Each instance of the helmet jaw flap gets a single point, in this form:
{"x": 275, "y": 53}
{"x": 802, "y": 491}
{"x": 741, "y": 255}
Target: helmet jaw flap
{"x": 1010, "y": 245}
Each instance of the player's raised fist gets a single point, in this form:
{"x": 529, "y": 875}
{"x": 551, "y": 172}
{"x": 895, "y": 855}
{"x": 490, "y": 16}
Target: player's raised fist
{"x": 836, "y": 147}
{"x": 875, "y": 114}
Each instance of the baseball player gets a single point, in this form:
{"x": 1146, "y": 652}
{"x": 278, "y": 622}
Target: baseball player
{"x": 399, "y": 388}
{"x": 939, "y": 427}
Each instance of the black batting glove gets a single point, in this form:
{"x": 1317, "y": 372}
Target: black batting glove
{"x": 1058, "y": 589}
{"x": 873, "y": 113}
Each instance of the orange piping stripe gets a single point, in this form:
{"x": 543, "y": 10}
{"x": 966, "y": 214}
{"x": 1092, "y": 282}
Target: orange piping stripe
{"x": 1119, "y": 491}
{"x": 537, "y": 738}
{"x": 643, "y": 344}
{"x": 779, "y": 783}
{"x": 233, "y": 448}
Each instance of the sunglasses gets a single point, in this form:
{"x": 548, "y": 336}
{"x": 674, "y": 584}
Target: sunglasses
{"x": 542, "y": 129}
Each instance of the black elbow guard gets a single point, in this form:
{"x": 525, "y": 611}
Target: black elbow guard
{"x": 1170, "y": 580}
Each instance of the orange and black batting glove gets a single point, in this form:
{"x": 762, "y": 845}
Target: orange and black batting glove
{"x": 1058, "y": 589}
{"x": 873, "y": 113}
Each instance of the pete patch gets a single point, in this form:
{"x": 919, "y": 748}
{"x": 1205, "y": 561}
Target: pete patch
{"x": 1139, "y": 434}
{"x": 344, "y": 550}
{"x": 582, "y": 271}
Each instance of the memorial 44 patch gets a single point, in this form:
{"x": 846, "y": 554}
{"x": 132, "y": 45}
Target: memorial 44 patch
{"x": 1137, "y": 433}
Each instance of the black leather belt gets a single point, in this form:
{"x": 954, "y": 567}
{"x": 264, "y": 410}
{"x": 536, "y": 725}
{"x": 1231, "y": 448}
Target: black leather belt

==

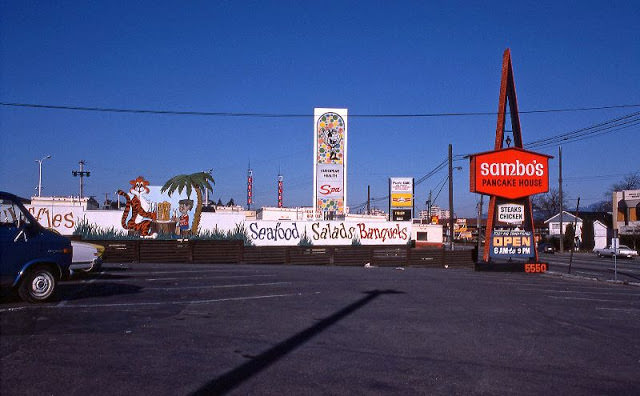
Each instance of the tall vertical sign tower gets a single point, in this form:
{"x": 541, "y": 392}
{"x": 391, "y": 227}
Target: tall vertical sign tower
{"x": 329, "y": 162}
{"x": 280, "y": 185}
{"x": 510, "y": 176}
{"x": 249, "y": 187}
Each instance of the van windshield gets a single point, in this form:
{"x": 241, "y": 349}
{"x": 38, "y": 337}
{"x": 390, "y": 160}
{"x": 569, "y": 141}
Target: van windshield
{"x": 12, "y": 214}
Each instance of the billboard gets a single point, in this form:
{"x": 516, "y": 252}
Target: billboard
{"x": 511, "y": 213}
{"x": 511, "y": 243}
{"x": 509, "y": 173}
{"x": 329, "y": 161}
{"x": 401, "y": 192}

* * *

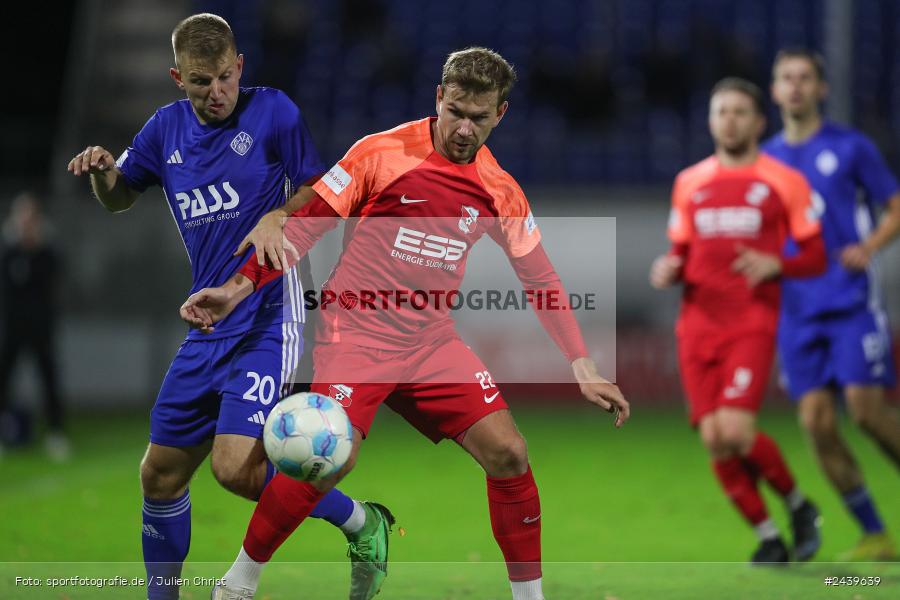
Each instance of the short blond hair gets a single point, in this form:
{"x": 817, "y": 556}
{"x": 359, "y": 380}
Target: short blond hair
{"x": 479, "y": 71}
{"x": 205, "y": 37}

PROBLEM TO SOLVE: Taking the entries above, write out exactly each line from the one holding "Each instance of the sunglasses" to the one holding "Target: black leather belt", both included, and stop there.

RESULT FOR THIS TASK:
Each instance of the sunglasses gets a single point, in this form:
{"x": 548, "y": 336}
{"x": 674, "y": 584}
Target: sunglasses
{"x": 542, "y": 129}
Each instance of the black elbow guard gets a single point, in this form:
{"x": 525, "y": 611}
Target: black elbow guard
{"x": 1170, "y": 580}
Each instance of the orange and black batting glove gets a single point, in this form:
{"x": 762, "y": 845}
Target: orange and black batting glove
{"x": 1058, "y": 589}
{"x": 873, "y": 113}
Each instance of the pete patch gets a single point, in this form:
{"x": 919, "y": 748}
{"x": 1205, "y": 561}
Target: pete patch
{"x": 1139, "y": 434}
{"x": 344, "y": 550}
{"x": 582, "y": 271}
Each instance of the memorial 44 patch gets a single point, in this form:
{"x": 846, "y": 554}
{"x": 132, "y": 45}
Target: memorial 44 patch
{"x": 1137, "y": 433}
Each instance of the black leather belt gets a single point, in this form:
{"x": 954, "y": 567}
{"x": 264, "y": 410}
{"x": 536, "y": 725}
{"x": 1231, "y": 448}
Target: black leather belt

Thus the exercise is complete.